--- START OF Material provided ---
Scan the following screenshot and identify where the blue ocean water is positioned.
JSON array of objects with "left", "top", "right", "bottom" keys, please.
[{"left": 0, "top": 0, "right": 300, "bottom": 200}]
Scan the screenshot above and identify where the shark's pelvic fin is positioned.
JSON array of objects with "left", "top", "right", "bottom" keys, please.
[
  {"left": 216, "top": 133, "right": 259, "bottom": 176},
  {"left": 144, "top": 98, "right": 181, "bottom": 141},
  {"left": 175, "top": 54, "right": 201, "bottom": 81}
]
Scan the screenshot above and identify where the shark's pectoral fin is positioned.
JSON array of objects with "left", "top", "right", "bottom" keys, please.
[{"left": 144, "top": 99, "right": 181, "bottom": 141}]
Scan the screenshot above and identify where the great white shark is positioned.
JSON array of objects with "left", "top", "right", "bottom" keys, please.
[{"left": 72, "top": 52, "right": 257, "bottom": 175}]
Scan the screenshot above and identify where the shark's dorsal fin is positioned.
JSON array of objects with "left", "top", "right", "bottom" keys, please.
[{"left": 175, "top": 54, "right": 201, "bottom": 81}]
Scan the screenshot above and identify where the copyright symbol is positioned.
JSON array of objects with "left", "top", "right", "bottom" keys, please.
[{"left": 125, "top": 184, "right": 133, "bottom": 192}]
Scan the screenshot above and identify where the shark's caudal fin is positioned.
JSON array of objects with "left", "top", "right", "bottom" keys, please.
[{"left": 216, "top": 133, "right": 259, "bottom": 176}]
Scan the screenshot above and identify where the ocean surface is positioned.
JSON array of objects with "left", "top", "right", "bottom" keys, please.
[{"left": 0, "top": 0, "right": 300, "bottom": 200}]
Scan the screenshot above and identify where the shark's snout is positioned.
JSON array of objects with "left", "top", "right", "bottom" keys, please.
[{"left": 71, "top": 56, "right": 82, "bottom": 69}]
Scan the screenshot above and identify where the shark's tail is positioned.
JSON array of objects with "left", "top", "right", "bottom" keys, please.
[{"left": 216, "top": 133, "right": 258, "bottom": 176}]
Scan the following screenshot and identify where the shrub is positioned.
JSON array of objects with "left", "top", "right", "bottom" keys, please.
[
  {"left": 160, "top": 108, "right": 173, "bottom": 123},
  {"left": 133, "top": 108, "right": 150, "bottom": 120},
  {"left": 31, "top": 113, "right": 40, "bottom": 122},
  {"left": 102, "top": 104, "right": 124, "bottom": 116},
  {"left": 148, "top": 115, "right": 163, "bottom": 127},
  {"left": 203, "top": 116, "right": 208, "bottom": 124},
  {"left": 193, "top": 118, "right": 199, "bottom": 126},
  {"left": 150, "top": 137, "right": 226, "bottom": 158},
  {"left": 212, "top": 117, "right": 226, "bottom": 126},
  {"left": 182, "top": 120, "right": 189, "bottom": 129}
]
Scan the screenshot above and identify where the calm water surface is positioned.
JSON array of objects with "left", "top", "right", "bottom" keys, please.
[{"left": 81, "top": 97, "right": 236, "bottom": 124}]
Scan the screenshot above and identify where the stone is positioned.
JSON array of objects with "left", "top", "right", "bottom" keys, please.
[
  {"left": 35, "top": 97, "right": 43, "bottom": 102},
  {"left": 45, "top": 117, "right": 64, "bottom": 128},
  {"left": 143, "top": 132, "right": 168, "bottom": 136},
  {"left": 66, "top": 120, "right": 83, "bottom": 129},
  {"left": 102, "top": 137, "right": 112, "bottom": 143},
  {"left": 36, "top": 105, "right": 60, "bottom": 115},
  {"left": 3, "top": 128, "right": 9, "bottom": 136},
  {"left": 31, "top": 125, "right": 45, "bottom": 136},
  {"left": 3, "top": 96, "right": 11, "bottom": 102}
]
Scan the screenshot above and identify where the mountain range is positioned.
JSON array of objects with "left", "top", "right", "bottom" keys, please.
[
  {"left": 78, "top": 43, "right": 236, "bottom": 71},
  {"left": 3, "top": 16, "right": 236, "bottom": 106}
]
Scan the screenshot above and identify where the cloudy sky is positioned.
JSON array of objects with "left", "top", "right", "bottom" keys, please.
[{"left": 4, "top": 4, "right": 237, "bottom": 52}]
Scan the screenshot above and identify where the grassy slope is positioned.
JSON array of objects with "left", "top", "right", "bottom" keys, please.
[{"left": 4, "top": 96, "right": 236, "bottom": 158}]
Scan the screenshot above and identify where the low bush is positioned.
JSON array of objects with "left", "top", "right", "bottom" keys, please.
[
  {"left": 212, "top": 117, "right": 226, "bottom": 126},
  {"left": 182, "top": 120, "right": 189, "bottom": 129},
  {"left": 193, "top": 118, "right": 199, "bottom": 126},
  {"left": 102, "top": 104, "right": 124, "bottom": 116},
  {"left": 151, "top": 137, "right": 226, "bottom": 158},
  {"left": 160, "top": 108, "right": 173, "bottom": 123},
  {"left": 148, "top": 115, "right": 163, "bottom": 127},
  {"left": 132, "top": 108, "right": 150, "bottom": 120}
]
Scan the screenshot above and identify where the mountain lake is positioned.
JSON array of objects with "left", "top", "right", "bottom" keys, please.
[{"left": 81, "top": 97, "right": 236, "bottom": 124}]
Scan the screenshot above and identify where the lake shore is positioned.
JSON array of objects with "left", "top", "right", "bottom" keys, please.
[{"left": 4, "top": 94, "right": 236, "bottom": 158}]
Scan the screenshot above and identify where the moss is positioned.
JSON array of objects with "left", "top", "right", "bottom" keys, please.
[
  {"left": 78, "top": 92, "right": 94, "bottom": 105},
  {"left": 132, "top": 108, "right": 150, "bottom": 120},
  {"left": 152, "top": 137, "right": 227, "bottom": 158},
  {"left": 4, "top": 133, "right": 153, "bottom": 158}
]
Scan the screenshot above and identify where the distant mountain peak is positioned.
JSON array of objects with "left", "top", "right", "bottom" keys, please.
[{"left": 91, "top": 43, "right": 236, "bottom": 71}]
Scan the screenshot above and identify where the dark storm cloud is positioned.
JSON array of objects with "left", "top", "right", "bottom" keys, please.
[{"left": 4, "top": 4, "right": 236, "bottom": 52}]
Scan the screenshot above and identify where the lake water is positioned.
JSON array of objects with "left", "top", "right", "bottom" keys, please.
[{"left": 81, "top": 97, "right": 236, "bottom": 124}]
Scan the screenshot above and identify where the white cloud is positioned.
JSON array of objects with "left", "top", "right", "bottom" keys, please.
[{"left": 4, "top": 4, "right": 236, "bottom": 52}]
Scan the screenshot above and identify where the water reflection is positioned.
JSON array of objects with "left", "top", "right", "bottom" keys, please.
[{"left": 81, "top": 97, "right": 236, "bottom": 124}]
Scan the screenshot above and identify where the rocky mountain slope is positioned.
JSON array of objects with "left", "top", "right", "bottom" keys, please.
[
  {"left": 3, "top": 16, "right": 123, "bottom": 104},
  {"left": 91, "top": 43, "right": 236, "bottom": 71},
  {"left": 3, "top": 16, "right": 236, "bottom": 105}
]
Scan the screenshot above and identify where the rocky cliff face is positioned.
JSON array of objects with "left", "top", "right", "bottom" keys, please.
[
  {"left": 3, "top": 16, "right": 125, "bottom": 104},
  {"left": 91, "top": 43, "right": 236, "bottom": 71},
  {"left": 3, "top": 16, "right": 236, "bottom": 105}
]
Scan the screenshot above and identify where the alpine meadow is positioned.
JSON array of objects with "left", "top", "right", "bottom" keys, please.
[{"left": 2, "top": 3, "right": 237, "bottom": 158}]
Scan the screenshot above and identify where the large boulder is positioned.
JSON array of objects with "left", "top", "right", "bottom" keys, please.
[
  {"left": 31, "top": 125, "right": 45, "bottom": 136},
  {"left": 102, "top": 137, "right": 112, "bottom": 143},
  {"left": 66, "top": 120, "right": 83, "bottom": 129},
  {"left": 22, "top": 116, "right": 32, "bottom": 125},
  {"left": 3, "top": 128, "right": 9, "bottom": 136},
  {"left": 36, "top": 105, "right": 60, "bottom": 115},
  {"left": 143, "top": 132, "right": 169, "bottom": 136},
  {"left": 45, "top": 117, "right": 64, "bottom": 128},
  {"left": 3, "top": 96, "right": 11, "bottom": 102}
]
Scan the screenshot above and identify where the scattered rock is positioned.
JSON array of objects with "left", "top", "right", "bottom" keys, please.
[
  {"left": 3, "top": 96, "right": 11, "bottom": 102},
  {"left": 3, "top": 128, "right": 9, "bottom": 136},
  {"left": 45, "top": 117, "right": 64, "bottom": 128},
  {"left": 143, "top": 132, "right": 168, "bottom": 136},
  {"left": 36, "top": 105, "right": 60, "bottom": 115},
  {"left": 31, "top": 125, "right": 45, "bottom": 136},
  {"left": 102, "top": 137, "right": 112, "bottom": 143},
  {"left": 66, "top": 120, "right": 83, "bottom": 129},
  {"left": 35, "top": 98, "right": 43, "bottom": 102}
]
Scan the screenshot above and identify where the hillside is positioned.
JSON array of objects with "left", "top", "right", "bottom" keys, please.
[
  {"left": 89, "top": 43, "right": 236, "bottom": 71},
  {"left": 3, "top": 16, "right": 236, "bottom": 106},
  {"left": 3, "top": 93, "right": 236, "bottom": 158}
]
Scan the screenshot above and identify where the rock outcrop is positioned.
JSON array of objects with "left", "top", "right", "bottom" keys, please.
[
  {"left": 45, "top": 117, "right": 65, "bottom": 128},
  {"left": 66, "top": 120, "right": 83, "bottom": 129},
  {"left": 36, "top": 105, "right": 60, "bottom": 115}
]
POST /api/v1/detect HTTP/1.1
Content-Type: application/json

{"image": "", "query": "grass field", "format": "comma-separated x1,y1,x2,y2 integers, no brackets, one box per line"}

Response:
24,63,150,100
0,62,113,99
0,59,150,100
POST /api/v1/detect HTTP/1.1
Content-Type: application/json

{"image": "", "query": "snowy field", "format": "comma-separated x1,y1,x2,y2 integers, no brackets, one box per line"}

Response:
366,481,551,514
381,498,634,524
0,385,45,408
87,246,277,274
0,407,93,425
--- END OF Material provided ---
> _Job_:
Pick out every line in the records above that contains the string "query", and copy each one in full.

> _Expected output_:
{"image": "", "query": "grass field", "format": "comma-separated x1,y1,x2,y2 integers, no brackets, one box per line"}
{"image": "", "query": "snowy field", "format": "comma-separated x1,y1,x2,y2 integers, no brackets, one box per line"}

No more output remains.